### Assignment:
Word for word, transcribe every line below.

### Data for analysis:
>>>>

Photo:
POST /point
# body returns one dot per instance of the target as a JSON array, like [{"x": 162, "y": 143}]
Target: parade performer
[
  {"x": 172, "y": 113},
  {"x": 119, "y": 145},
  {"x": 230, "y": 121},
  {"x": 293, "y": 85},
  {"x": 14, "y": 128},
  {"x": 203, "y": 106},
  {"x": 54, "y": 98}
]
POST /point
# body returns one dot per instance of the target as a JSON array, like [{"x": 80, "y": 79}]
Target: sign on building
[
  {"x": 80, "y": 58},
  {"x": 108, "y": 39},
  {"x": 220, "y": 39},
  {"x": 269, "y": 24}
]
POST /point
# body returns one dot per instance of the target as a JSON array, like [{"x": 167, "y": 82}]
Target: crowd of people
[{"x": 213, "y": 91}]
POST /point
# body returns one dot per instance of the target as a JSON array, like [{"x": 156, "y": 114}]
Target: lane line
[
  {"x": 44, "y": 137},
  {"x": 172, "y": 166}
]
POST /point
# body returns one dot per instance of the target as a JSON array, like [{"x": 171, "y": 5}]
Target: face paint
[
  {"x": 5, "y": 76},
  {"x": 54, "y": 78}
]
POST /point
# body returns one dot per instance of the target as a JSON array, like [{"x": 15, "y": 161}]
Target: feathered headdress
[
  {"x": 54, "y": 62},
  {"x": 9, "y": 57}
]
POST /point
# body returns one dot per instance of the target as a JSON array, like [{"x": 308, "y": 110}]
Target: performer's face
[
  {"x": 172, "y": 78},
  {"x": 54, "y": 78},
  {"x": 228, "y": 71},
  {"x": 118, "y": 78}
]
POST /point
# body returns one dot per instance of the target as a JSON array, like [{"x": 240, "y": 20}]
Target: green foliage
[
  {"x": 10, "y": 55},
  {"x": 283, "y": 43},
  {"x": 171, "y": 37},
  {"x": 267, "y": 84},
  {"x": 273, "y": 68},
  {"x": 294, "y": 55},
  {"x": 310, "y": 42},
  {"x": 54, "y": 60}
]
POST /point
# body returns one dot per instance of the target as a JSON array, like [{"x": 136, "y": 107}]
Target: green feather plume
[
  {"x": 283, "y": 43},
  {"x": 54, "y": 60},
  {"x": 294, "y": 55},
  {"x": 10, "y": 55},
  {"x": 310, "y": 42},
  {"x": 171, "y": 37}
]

<<<<

### Written reply:
Photo:
POST /point
# body returns one dot per instance of the target as a JSON array, like [{"x": 162, "y": 143}]
Target: parade performer
[
  {"x": 172, "y": 113},
  {"x": 119, "y": 145},
  {"x": 230, "y": 121},
  {"x": 293, "y": 85},
  {"x": 14, "y": 128},
  {"x": 203, "y": 106},
  {"x": 54, "y": 98}
]
POST /point
# body returns one dot per instance of the target as a JSON array, like [{"x": 80, "y": 79}]
Target: sign on building
[
  {"x": 80, "y": 58},
  {"x": 108, "y": 39},
  {"x": 220, "y": 39},
  {"x": 269, "y": 24}
]
POST /point
# body returns one dot per instance of the target as a JSON array, like [{"x": 167, "y": 82}]
Target: crowd of people
[{"x": 213, "y": 91}]
POST /point
# body returns one dot per instance of the target as a JSON array, like [{"x": 156, "y": 114}]
Target: lane line
[
  {"x": 44, "y": 137},
  {"x": 172, "y": 166}
]
POST /point
# body returns one dot per instance of the target as a JSON array, like [{"x": 171, "y": 5}]
Target: face paint
[
  {"x": 5, "y": 76},
  {"x": 54, "y": 78}
]
POST /point
# body returns one dot per instance of the target as a JSON array, like [{"x": 15, "y": 161}]
Target: feathered headdress
[
  {"x": 54, "y": 62},
  {"x": 9, "y": 57}
]
POST /point
# body returns one dot per instance of the target as a JSON array, like [{"x": 308, "y": 110}]
Target: performer's face
[
  {"x": 172, "y": 78},
  {"x": 54, "y": 78},
  {"x": 228, "y": 71},
  {"x": 118, "y": 78}
]
POST /point
# body returns one dot per instance of the target as a JSON array, like [{"x": 240, "y": 20}]
Target: green foliage
[
  {"x": 10, "y": 55},
  {"x": 283, "y": 43},
  {"x": 171, "y": 37},
  {"x": 267, "y": 84},
  {"x": 273, "y": 68},
  {"x": 294, "y": 55},
  {"x": 310, "y": 42},
  {"x": 54, "y": 60}
]
POST /point
# body returns one dot per instance of the target as a JSON array, like [{"x": 136, "y": 107}]
Target: green feather plume
[
  {"x": 283, "y": 43},
  {"x": 54, "y": 60},
  {"x": 294, "y": 55},
  {"x": 10, "y": 55},
  {"x": 310, "y": 42},
  {"x": 171, "y": 37}
]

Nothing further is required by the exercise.